[Stored records]
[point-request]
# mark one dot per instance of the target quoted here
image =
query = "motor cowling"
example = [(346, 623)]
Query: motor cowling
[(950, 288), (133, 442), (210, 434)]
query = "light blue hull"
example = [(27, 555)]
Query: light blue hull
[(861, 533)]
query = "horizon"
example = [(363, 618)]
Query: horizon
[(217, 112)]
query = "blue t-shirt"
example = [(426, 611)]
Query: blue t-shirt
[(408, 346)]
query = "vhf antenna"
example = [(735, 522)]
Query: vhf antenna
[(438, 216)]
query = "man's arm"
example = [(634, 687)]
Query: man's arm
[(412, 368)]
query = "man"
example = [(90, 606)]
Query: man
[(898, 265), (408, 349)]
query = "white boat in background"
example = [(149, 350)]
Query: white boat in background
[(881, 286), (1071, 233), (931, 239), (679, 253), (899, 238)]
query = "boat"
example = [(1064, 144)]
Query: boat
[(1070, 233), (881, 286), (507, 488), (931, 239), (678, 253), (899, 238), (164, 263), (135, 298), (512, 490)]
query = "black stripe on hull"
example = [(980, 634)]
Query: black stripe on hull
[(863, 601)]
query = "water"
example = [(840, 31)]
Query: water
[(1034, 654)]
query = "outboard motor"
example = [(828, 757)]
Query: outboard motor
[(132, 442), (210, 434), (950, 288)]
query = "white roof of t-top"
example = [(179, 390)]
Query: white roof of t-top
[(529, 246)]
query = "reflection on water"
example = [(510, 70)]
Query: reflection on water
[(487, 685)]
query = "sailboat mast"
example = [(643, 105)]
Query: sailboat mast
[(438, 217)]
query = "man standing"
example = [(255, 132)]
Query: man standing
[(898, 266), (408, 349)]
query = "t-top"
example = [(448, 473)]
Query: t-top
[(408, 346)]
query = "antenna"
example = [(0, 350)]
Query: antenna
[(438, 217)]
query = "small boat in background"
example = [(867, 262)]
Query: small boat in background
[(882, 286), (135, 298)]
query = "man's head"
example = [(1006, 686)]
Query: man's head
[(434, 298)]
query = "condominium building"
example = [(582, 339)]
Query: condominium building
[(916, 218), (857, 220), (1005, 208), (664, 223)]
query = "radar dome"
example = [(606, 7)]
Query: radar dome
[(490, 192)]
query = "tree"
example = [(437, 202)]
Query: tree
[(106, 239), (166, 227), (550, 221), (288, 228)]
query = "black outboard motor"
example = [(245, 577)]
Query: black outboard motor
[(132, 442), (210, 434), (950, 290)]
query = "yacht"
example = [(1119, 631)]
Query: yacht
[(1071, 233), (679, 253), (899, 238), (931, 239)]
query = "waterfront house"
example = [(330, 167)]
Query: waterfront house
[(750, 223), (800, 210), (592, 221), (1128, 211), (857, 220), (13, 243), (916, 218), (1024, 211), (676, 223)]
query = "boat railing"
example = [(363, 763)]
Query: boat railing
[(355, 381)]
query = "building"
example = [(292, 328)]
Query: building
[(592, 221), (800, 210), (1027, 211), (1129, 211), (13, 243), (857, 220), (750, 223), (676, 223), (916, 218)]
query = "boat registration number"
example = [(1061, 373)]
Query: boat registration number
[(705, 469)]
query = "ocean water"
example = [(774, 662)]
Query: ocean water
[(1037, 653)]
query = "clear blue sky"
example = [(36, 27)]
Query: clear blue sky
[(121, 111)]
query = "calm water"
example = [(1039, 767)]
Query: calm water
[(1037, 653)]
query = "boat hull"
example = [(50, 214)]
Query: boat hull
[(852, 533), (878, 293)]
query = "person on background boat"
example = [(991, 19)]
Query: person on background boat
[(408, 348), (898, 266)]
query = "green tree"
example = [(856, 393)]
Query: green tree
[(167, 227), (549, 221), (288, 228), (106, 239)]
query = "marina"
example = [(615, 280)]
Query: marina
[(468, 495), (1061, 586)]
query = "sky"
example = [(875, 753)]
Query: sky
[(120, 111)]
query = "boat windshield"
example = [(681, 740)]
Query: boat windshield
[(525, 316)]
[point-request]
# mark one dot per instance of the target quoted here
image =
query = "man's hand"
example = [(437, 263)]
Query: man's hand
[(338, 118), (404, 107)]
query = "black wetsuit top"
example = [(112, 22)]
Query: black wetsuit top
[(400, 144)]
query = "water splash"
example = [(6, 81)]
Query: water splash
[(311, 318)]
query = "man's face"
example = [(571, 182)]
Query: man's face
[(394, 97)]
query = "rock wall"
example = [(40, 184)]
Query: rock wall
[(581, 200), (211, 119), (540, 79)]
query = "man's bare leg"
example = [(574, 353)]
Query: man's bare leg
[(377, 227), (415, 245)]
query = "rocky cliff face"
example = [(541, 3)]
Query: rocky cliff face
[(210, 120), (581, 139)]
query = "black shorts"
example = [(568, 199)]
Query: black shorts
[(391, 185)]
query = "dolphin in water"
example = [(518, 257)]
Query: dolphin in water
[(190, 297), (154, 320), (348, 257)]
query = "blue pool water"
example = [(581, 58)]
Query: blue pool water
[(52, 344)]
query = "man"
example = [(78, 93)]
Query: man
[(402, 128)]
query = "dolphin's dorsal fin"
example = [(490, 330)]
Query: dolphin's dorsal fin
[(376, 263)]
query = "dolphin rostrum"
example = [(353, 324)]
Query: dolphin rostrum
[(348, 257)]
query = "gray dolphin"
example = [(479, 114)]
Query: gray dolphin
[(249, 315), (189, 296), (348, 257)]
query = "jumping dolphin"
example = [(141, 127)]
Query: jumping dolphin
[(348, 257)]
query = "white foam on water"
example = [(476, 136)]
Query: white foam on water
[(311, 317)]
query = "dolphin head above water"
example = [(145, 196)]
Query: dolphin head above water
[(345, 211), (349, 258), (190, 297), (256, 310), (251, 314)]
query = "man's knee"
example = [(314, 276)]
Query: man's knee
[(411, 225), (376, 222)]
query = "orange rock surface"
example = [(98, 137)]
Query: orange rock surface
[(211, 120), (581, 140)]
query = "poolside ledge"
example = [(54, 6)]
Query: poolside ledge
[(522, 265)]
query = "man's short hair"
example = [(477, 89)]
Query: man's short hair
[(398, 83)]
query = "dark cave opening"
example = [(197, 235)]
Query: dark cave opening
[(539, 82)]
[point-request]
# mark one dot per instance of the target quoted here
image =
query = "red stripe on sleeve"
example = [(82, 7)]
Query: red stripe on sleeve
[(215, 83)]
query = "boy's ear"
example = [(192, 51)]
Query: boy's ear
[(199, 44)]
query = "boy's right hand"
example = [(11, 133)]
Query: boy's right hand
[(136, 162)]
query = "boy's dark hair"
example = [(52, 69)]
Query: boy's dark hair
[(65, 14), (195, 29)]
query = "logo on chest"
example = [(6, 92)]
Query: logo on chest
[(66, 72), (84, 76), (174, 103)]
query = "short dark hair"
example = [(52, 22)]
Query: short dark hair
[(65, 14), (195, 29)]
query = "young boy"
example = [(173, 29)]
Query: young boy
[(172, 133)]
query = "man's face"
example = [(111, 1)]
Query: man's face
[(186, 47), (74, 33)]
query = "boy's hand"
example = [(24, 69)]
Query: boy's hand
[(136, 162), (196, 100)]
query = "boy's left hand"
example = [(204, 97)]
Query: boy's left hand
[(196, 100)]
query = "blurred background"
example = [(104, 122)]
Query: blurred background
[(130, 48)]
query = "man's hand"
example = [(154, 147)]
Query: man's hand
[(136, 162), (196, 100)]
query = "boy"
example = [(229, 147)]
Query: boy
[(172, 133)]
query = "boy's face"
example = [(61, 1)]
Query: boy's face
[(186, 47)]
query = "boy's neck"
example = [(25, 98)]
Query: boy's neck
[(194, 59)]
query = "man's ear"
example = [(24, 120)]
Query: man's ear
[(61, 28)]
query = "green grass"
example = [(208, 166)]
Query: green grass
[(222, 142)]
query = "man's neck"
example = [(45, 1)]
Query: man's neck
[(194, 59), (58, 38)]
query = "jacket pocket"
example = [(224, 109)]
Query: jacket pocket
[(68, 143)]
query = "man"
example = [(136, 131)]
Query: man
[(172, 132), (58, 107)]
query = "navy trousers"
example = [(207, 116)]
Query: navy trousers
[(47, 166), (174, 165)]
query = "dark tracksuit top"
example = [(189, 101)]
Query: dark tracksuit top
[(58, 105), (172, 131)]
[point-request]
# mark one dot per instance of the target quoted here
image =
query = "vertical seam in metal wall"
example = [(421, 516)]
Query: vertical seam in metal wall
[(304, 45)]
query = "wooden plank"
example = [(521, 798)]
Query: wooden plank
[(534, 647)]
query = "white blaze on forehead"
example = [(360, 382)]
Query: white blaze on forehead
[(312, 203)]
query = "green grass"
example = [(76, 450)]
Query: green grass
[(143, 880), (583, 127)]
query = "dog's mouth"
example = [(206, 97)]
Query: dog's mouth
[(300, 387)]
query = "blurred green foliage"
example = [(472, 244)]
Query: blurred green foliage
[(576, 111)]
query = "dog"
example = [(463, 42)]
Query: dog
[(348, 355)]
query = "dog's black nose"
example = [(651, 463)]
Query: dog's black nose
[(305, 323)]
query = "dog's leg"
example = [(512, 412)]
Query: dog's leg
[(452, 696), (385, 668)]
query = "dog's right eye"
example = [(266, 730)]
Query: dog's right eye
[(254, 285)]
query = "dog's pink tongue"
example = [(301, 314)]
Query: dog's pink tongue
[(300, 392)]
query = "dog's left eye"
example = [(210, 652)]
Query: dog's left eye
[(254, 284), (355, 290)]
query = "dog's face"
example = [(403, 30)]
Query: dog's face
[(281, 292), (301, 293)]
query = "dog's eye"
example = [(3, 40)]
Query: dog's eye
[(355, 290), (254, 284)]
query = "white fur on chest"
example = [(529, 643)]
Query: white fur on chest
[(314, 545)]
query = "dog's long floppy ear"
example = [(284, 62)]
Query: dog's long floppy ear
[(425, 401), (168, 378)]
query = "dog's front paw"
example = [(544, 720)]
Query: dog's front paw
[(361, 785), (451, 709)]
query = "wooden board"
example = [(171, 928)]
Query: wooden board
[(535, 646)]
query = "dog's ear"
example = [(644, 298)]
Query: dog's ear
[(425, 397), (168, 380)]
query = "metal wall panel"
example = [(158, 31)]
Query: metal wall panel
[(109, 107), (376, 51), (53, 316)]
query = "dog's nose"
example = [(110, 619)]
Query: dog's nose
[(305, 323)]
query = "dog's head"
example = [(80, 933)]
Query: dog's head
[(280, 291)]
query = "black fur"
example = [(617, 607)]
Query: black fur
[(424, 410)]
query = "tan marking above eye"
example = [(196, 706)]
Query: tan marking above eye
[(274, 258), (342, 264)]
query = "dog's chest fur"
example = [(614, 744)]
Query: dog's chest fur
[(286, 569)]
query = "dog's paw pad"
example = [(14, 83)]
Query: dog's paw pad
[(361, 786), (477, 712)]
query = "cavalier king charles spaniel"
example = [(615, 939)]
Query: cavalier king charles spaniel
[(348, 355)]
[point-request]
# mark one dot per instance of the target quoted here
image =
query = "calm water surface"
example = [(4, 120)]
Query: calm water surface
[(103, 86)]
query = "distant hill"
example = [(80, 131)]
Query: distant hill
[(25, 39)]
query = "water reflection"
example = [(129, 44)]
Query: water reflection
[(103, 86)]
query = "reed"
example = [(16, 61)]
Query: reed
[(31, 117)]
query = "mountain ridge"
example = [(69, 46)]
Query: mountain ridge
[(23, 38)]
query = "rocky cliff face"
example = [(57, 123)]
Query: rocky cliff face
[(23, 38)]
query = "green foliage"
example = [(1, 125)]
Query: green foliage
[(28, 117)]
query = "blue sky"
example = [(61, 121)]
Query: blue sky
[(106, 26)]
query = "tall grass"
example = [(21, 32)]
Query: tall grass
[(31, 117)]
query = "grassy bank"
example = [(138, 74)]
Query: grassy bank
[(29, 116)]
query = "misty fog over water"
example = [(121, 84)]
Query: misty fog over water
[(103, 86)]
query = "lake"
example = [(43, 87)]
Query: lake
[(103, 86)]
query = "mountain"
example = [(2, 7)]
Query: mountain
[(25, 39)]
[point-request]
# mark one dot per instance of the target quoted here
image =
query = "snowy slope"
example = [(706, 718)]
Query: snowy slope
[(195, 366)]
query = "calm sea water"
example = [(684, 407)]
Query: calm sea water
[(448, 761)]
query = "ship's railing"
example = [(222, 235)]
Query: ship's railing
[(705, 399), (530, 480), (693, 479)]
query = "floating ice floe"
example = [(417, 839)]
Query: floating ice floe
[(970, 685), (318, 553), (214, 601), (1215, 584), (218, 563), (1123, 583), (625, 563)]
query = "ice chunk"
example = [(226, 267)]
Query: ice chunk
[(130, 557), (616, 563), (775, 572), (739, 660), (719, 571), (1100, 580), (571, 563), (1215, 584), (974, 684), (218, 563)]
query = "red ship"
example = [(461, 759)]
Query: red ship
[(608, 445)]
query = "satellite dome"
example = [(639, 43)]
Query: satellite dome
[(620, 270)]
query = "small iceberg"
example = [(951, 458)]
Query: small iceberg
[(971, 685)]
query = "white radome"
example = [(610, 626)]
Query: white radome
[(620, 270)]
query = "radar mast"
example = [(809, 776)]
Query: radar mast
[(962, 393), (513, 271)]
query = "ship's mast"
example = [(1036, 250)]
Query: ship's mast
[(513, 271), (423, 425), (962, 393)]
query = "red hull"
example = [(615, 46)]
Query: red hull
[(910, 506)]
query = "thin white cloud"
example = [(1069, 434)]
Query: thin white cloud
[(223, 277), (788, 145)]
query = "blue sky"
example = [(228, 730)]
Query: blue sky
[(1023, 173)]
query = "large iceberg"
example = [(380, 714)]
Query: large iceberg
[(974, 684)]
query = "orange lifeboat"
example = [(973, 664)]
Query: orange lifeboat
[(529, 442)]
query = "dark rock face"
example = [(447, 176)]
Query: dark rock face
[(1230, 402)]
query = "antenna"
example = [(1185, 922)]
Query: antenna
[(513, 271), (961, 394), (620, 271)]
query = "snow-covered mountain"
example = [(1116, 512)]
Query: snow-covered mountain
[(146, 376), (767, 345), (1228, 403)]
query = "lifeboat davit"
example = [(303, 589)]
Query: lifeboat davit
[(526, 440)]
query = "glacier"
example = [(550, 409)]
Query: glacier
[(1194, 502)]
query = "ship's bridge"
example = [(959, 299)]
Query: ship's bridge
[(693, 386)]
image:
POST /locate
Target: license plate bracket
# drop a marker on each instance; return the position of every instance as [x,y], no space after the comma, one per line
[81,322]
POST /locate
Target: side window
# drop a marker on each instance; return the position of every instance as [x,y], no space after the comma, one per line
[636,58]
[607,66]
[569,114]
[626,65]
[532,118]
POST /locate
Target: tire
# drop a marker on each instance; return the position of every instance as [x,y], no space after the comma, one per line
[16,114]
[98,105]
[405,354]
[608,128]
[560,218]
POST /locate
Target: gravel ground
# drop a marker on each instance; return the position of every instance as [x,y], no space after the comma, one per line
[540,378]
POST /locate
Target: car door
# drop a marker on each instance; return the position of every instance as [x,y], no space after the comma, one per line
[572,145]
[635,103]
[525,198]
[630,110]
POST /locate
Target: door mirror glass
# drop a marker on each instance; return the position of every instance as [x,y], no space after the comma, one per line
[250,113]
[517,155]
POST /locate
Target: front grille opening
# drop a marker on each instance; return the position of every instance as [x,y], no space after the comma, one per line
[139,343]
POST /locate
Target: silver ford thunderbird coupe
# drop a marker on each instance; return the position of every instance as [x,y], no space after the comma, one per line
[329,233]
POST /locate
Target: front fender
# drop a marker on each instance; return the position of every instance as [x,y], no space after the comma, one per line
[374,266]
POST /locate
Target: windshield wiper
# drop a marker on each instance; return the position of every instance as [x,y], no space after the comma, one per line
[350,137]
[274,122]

- [Aim] Rewrite every line of the rows above, starting at the first line and stopping after the line that contains "[(438, 216)]". Shift each answer coordinate by adding 66 to both of its numbers, and leave all other lines and numbers unchanged.

- [Response to the exercise]
[point-request]
# mark one dot per instance of the target quoted here
image =
query = "motor cowling"
example = [(346, 623)]
Query: motor cowling
[(1016, 354), (199, 508), (276, 500)]
query = "light blue hull"
example = [(27, 555)]
Query: light blue hull
[(927, 599)]
query = "horizon"
example = [(363, 618)]
Query: horizon
[(283, 178)]
query = "blue t-shirt"
example = [(426, 611)]
Query: blue t-shirt
[(474, 412)]
query = "vhf antenna"
example = [(735, 522)]
Query: vhf antenna
[(504, 282)]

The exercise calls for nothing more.